__DOCUMENT SEGMENT__
Several houses were destroyed, and residents were unaccounted for in neighborhoods hard to reach because of downed trees and power lines, he said. 

The mud was reported to be up to 1.5 metres deep in places.

"We're performing multiple rescues. There will be more," said Santa Barbara County Fire Department Captain Dave Zaniboni, adding that some of those brought to safety were buried in mud. 

There was a backlog of scores of callers requesting help.

Sally Brooks said a "boulder slide" occurred outside her home in nearby Carpinteria in the dead of night.

"We were laying in bed listening to the rain, and out of nowhere our bed just started shaking, and we could hear just this, like, thunder," she told KTLA-TV.

Reuters

Emergency personnel search through debris and mud flow after a mudslide in Montecito, California, US in this still photo taken from video provided by the Santa Barbara County Fire Department, January 9, 2018.

__INFORMATION GIVEN__
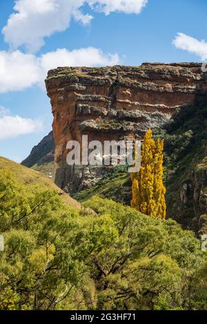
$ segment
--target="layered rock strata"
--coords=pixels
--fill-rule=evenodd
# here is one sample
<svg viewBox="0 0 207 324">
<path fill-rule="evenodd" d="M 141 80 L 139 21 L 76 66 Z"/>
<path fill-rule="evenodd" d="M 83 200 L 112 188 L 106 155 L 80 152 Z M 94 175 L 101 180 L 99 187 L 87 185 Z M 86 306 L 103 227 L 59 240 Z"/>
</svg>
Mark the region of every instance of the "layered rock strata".
<svg viewBox="0 0 207 324">
<path fill-rule="evenodd" d="M 56 183 L 74 193 L 95 183 L 108 168 L 70 166 L 67 143 L 141 138 L 206 91 L 199 63 L 58 68 L 46 80 L 55 141 Z"/>
</svg>

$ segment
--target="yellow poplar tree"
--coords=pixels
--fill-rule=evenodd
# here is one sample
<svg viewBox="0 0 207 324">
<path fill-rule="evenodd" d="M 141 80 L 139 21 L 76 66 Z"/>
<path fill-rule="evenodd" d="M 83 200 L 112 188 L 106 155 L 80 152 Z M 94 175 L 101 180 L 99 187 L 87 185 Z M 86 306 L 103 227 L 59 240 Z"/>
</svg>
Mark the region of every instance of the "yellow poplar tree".
<svg viewBox="0 0 207 324">
<path fill-rule="evenodd" d="M 141 168 L 132 173 L 131 206 L 141 212 L 164 219 L 166 214 L 166 188 L 163 183 L 164 141 L 155 141 L 151 130 L 144 137 Z"/>
</svg>

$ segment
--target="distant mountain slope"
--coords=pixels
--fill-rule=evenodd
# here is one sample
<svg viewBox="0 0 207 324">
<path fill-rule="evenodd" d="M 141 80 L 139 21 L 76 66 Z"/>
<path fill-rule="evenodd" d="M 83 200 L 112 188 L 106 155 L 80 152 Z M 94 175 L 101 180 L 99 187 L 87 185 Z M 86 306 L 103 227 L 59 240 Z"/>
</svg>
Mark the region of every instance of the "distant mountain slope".
<svg viewBox="0 0 207 324">
<path fill-rule="evenodd" d="M 164 167 L 168 217 L 184 228 L 207 233 L 207 95 L 181 110 L 156 136 L 165 139 Z M 117 168 L 95 186 L 73 196 L 83 201 L 100 194 L 129 204 L 129 175 Z"/>
<path fill-rule="evenodd" d="M 51 131 L 34 146 L 30 155 L 21 162 L 23 165 L 32 168 L 54 180 L 55 141 Z"/>
<path fill-rule="evenodd" d="M 20 164 L 16 163 L 12 161 L 8 160 L 0 156 L 0 170 L 8 169 L 12 171 L 18 181 L 26 185 L 43 185 L 46 187 L 57 190 L 66 203 L 80 208 L 80 204 L 71 198 L 68 194 L 66 194 L 59 187 L 57 187 L 51 180 L 41 174 L 40 172 L 34 170 L 26 168 Z"/>
</svg>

__EXERCISE INSTRUCTIONS__
a) Please answer these questions about the mudslide report:
(i) How deep was the mud reported to be in places?
(ii) In which place did Sally Brooks say the "boulder slide" occurred outside her home?
(iii) Who provided the video from which the still photo was taken?
b) Show every line in the entries that contains the string "distant". Case counts.

__ANSWERS TO THE EXERCISES__
a)
(i) Up to 1.5 metres deep.
(ii) Carpinteria.
(iii) The Santa Barbara County Fire Department.

b)
--target="distant mountain slope"
Mark the region of every instance of the "distant mountain slope".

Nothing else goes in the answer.